▸ Task brief: Scale the material starting at the line that contains "of the street" and ending at the end of the material, both included, and give only those lines, requests too. Multiply every x and y coordinate in the answers by 1.75 and round each result to a whole number, with halves rounded up.

═════ Data shown

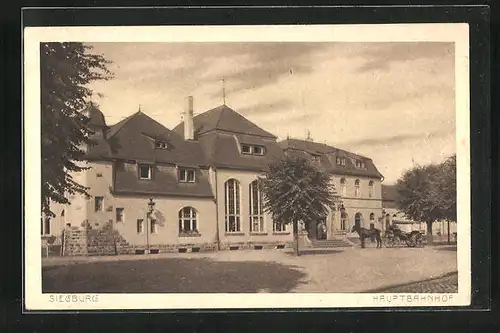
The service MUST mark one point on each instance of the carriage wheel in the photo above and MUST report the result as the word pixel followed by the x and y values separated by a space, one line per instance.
pixel 411 243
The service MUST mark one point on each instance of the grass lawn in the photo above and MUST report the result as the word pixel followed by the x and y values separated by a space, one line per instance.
pixel 275 271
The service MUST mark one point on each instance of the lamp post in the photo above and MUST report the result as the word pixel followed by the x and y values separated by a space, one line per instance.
pixel 342 212
pixel 151 206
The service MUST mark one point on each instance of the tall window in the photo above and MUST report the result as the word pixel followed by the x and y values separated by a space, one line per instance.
pixel 145 171
pixel 357 219
pixel 98 204
pixel 140 226
pixel 256 208
pixel 232 205
pixel 343 221
pixel 279 227
pixel 343 187
pixel 370 189
pixel 188 220
pixel 119 214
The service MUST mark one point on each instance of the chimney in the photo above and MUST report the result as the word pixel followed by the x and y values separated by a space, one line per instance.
pixel 188 120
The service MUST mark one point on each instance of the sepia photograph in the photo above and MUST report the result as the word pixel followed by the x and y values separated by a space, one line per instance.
pixel 244 162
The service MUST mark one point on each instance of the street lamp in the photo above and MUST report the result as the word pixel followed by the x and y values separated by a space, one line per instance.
pixel 151 207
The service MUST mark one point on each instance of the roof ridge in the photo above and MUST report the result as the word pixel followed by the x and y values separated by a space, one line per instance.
pixel 124 122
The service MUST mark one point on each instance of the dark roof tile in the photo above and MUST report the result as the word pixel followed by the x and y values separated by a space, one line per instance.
pixel 225 119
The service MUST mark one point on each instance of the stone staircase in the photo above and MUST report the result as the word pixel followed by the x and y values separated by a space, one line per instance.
pixel 332 243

══════════

▸ Output for this task:
The service MUST mark one point on each instance of the street lamp in the photo above and MUST report the result as the word pixel followed by the x and y values separated by a space, one line per instance.
pixel 264 362
The service MUST mark one point on each instance of the roof ridge in the photo above and MUST report the result as the word pixel followed by the x and y values separated by a space, one line per instance.
pixel 217 214
The service MUST mark one point on each instance of the dark roof tile in the photo above and MUST report the result as the word pixel followed by the x and y values separated by a space, one line per instance.
pixel 394 208
The service MUST mark one point on each instance of the stone staircase in the photo above and MUST report the result as the word pixel followed by the x and y values separated by a space, one line per instance.
pixel 581 425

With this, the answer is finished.